Document:
* * * * * * * * *
[ome-devel] Shoola-back-end consistency issues

Ilya Goldberg igg at nih.gov
Thu Jul 7 00:22:55 BST 2005


On Jul 6, 2005, at 4:23 PM, Josh Moore wrote:

> -----BEGIN PGP SIGNED MESSAGE-----
> Hash: SHA1
>
>>> Ilya Goldberg wrote:
>
>>> Great, and when client X modifies the DB using VBA/.NET, which 
>>> magical
>>> messaging and distributed objects pattern will ensure that client Y
>>> using ICE will update itself to be consistent?
>>> Presumably these modifications would end up being processed by some
>>> back-end aggregator that will then go and issue messages to any
>>> connected clients to update themselves.  This aggregator will have to
>>> perform translation services for any and all interfaces used by
>>> clients.  Will it go and update the Web UI the user's got open also?
>>> What about clients that connect via JDBC/ODBC?
>
>>> I don't think there are any magic bullets here.  If we want a 
>>> monolithic
>>> system where we control all of the ins and outs explicitly, this all
>>> becomes fairly simple using whatever we pull off a shelf.  If we 
>>> want a
>>> system that's maximally open with many ways in and out (the "O" in 
>>> OME),
>>> then this becomes a more difficult (not to say interesting) problem.
>>> When deciding on these interfaces, we should be thinking "Who and 
>>> what
>>> can we afford to exclude from access into this system?".  Its
>>> instructive to look at a long list of real-world systems that we 
>>> need to
>>> talk to - not hypothetically sometime in the future, but like
>>> yesterday.  None of these things use ICE or Java or anything even
>>> remotely that intelligent.  Some can do web-services or at least 
>>> pretend
>>> to.  Its really these systems that we need to concentrate on talking
>>> to.  As far as clients that we develop, we have pretty much free 
>>> reign
>>> as long as we don't close anything off in the process.
>
> I'd second Chris on this one. We can't be everything to everyone. The
> logical conclusion of the first paragraph is to put everything in the
> database so however whoever/whatever touches it, they'll be seeing the
> real OME. I don't want to go there.

I thought you were all for representing things in the DB as much as 
possible.  I certainly am.

>
> And the implication of the second is that we need to support simple
> web-based clients. That's easy.
* * * * * * * * *
Data provided:
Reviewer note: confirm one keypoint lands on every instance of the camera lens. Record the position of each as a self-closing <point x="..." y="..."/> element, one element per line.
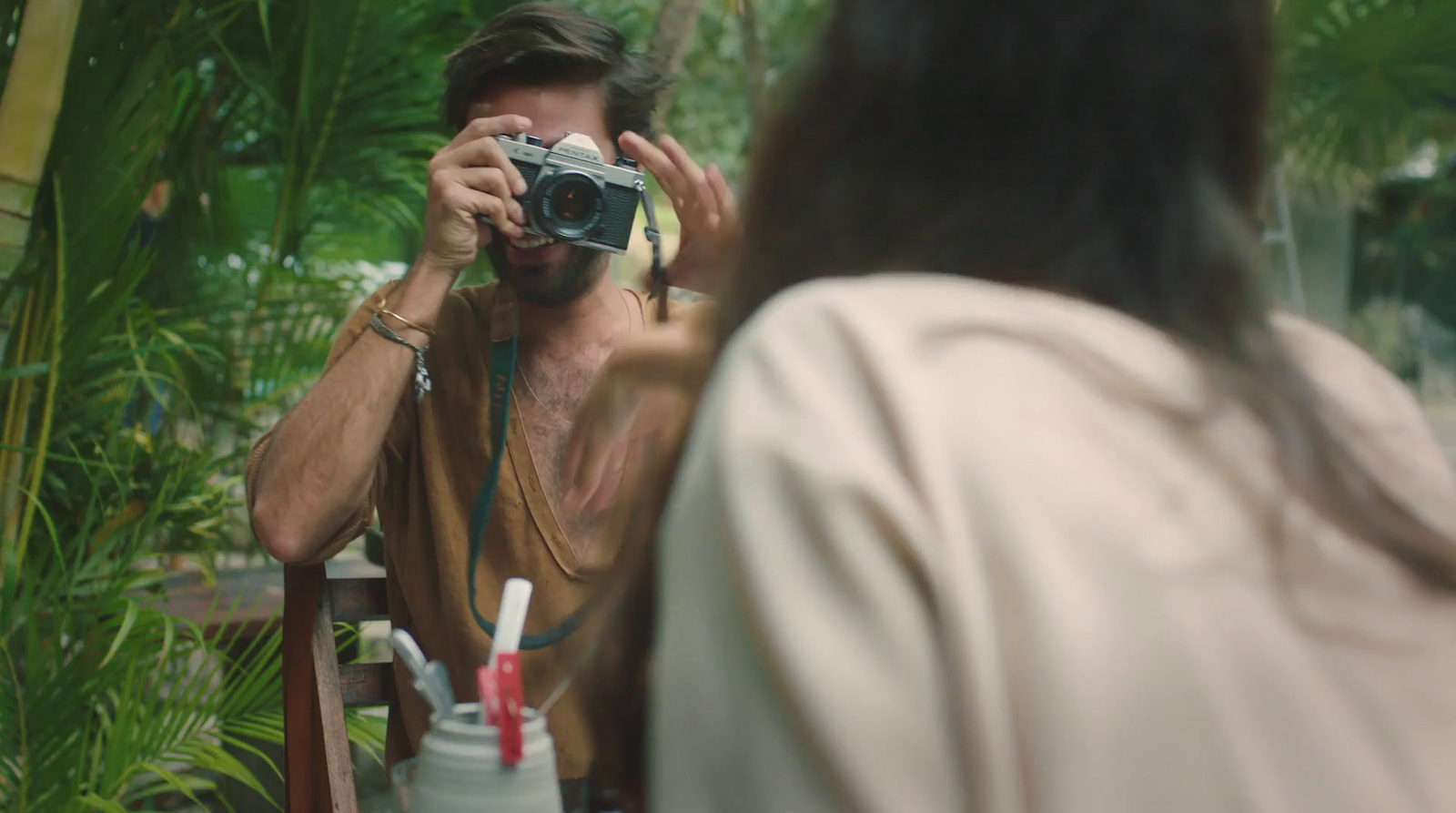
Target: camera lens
<point x="568" y="206"/>
<point x="572" y="201"/>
* * * * * * * * *
Challenge: Pick up the mailing-list message on Shoola back-end consistency after its final sentence and continue it.

Answer to this task:
>
> I prefer and suggest a real server. If we can't let everyone in the
> world talk to it, tough nuggies. On the other hand, lots of people are
> working on interoperability -- I bet we can steal something. But I want
> a real programming language and tested/standardized/accepted components
> that I can use without having to do it myself. Enterprise people have
> being doing this for years; let's gain something from that fact.

A real programming language?  Standardized/tested/accepted components?  
By whom?
Enterprise people?
:)
I know its poison to your ears, but interoperability is achieved in the 
Enterprise using "real" programming languages like VBA, and tools like 
Excel, and SpotFire, and such things.

I am not advocating being everything to everyone.  I am simply 
advocating that we don't close off interfaces we already have.  
Anything else is wide open.  Go nuts, man!


>>> They're actually polling, aren't they?  The server doesn't notify the
>>> client that its time to refresh.  The client just does a refresh at 
>>> some
>>> point, and either it gets new data or it doesn't (i.e. polling).
>
> No. JMS is (can be) notification. You say "tell me about X" and it 
> tells
> you. No polling. Pubsub.

Right, I was talking about Harry's 1,2,3, but you were talking about 
the Java stuff.  Sorry.

>>> When we've asked these questions before, we've pretty consistently
>>> decided in favor of polling.  If you look around the web, that's 
>>> pretty
>>> much what everyone else decided as well.  Various forms of "push" 
>>> have
>>> sprouted up before and quickly died.  RSS readers are all universally
>>> polling.  Some of the news web-sites I visit do timed refresh, but
>>> that's just polling again.  Real notification over a stateless 
>>> protocol
>>> (like HTTP) would require the client to implement a server so that 
>>> the
>>> "real" server could issue requests on it, saying "Hey, time to
>>> update!".  There are a great many issues with a server initiating
>>> requests to a client machine.
>
> We all know what a fan I am of the W3C, but OME isn't (doesn't have to
> be) the web. That's really a side point. Chris will talk about ICE and
> I'll talk about J2EE, basically we're talking about typical systems 
> very
> different from the web (though a part of it) which make systems like
> ours work well.

And five or six years ago we were all talking about CORBA.  Its all 
good, and I'm all for it.  I just want a real simple way in and out 
without all the overhead.  Not instead of, but in addition to.


>>> Versioning introduces a whole host of new side-effects.  In effect, 
>>> all
>>> data in OME is already versioned because its attached to a MEX.  The
>>> self-consistent solution here is to enforce that all dataset changes
>>> (like adding or removing images) result in a MEX.  I don't think 
>>> there
>>> are any major side-effect issues with doing that.
>
> What does the "in effect" modifier in the above mean?

Its versioning without a serial version number.  If you're satisfied 
with a MEX ID as a version number, then its versioning.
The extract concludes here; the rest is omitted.